* _Vos consignes_
D'après le texte sur le Black Friday, quel jour Thanksgiving a-t-il lieu aux États-Unis ?

*** Extrait du texte ***

" L'arrivée de plus en plus rapide des choses faisait reculer le passé. Les gens ne s'interrogeaient pas sur leur utilité, ils avaient simplement envie de les avoir et souffraient de ne pas gagner assez d'argent pour se les payer immédiatement. Ils s'habituaient à rédiger des chèques, découvraient les "facilités de paiement", le crédit Sofinco. " (Annie Ernaux, "Les Années", 2008, éd. Gallimard).
À ceux qui seraient déconnectés de la réalité commerciale, disons-leur immédiatement que ce vendredi 25 novembre 2022, c'est le Black Friday. Cela fait une dizaine d'années que ce phénomène est arrivé en France, d'abord principalement par des campagnes très polluantes d'emails si jamais vous aviez eu le malheur (ou le bonheur de consommateur) d'être inscrit dans des sites marchands.
Le Black Friday consiste en une journée de promotions commerciales pour démarrer la période de Noël. Il a lieu le quatrième vendredi du mois de novembre, ou plutôt, le vendredi qui suit le quatrième jeudi du mois de novembre. En effet, l'origine de cette fiesta commerciale est américaine. Le Black Friday a lieu le lendemain de Thanksgiving, une fête très importante aux États-Unis (fête familiale équivalente à Noël) qui a lieu le quatrième jeudi du mois de novembre, et donc, généralement, les gens ne travaillent pas le vendredi qui suit et font le pont, si bien que les commerçants ont compris que cela pourrait être une journée de shopping.

*** Extrait des données ***

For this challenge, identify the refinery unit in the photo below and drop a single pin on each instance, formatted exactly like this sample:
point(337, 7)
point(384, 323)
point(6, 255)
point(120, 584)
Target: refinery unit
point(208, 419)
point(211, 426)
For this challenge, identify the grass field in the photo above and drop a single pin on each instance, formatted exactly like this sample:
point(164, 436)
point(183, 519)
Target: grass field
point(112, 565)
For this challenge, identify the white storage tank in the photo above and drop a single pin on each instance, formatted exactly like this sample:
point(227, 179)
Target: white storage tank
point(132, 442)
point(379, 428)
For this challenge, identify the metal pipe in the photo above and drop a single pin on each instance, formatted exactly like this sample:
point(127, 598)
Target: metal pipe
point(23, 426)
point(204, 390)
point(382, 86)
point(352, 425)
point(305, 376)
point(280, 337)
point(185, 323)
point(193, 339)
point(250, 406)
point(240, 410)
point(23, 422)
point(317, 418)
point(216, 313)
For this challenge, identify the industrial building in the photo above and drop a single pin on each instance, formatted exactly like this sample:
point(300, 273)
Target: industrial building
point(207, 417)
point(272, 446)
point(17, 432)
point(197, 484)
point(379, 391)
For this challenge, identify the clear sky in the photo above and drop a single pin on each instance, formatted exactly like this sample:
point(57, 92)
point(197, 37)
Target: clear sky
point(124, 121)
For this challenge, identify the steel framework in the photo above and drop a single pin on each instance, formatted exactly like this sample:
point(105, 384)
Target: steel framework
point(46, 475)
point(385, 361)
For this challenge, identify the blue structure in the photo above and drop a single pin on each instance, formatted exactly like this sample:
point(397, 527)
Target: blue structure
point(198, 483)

***

* _La solution_
Le quatrième jeudi du mois de novembre.